The comments were seized on by Remain supporters but sparked anger among Brexiteers.
Speaking at the European Parliament in Strasbourg, Mr Tusk said: “If the UK government sticks to its decision to leave, Brexit will become a reality, with all its negative consequences in March next year - unless there is a change of heart among our British friends.
“Wasn’t it David Davis himself who said ‘if a democracy cannot change its mind, it ceases to be a democracy’? We here on the continent haven’t had a change of heart – our hearts are still open to you.”
Mr Juncker backed the comments by his colleague, and added: "I hope that will be heard clearly in London."
Ian Murray, a leading supporter of anti-Brexit campaign Open Britain, welcomed the gesture and said the UK could rethink.
“Until we've actually left, Brexit is a reversible process, that much is clear. If people decide that Brexit isn't the right path for the country, they have the right to change their minds," he said.
He called again for the Government to publish legal advice on whether Brexit can be reversed.
Labour MP Daniel Zeichner also broke with party ranks to back the EU bigwigs, arguing a "more realistic assessment of how isolation from Europe would affect" the UK was becoming apparent.
"The world has moved on since the summer of 2016, and in a time of great political division and tension across the world, it seems ever more foolish to stray from our European neighbours," he said.
However, high-profile Leave campaigner Bernard Jenkin dubbed the comments “absurd”.
“Nobody serious wants another referendum in this country on this question," he told Sky News show All Out Politics.
"The referendum was won by the Leave campaign, against the odds and against expectation, because nobody could find anything good to say about the European Union during the campaign.
“All we had was fear from the Government about if we chose to leave. Most of those fears have not been realised."
'NO BETTER DEAL'
Meanwhile, the European parliament's Brexit chief Guy Verhofstadt insisted the UK would not be able to negotiate a final Brexit deal that trumps EU membership.
“What we will never allow as a Parliament is that at the end you can have a better position, a better status outside the European Union, than inside the European Union," he explained to MEPs.
“Inside the European Union will always be the best solution for every European country and European state.”
There has been no official response from Downing Street or the Labour party to the comments.

**WHAT THE EXERCISE ASKS:** In the Brexit report, where was Mr Tusk speaking when he made his comments? Rely only on the Brexit report when answering.

**MATERIAL SUPPLIED:**

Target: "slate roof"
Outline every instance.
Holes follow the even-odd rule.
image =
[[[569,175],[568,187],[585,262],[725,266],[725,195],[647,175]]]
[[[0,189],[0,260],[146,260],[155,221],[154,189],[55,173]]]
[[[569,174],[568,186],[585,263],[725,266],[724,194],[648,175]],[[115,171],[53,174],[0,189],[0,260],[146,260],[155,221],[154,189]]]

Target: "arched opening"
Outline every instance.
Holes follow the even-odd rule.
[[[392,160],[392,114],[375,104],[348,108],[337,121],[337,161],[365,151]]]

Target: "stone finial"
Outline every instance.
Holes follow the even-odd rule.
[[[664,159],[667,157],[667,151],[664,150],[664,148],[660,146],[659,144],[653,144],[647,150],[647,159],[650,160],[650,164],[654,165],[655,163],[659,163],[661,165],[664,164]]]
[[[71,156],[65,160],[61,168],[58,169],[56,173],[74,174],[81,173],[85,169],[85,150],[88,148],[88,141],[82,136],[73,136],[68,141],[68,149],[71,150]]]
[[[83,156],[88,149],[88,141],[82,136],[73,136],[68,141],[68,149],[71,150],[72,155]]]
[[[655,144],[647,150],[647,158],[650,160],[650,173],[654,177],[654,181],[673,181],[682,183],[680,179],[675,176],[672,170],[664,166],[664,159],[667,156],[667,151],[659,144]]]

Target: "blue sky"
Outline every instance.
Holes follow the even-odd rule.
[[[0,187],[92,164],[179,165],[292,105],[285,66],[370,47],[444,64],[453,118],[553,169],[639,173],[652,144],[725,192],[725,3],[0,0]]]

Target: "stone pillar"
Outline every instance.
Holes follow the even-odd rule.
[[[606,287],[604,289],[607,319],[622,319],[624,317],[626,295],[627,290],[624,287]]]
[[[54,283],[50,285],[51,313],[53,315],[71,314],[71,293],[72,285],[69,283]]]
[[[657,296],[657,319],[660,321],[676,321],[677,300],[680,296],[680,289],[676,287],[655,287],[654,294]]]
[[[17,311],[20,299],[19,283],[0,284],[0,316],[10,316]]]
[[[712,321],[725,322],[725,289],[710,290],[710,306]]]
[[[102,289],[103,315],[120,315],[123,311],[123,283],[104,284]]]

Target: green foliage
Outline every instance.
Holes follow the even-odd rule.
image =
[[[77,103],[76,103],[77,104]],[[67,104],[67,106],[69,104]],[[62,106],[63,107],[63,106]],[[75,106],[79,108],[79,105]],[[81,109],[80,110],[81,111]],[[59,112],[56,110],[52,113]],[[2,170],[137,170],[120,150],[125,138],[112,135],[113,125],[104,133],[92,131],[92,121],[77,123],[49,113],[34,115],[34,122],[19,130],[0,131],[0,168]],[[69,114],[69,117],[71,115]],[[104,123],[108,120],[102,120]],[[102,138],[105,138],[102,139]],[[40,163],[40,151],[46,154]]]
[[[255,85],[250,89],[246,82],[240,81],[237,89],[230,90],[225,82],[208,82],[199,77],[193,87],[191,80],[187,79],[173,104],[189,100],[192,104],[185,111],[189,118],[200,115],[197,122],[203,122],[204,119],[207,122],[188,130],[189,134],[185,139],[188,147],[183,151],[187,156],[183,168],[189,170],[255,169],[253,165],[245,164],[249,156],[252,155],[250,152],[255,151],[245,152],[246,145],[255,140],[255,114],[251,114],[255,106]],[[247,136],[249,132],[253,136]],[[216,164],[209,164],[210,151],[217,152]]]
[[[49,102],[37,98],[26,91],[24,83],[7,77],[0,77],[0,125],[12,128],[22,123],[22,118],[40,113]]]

**RESPONSE TO THIS TASK:** At the European Parliament in Strasbourg.